Work request — Write out all the data again, exactly as shown.

※ ※ ※

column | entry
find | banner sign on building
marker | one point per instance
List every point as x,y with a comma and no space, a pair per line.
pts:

※ ※ ※

The completed task —
column | entry
find | banner sign on building
marker | one point per instance
List every point as x,y with a comma and no space, a pair per line.
pts:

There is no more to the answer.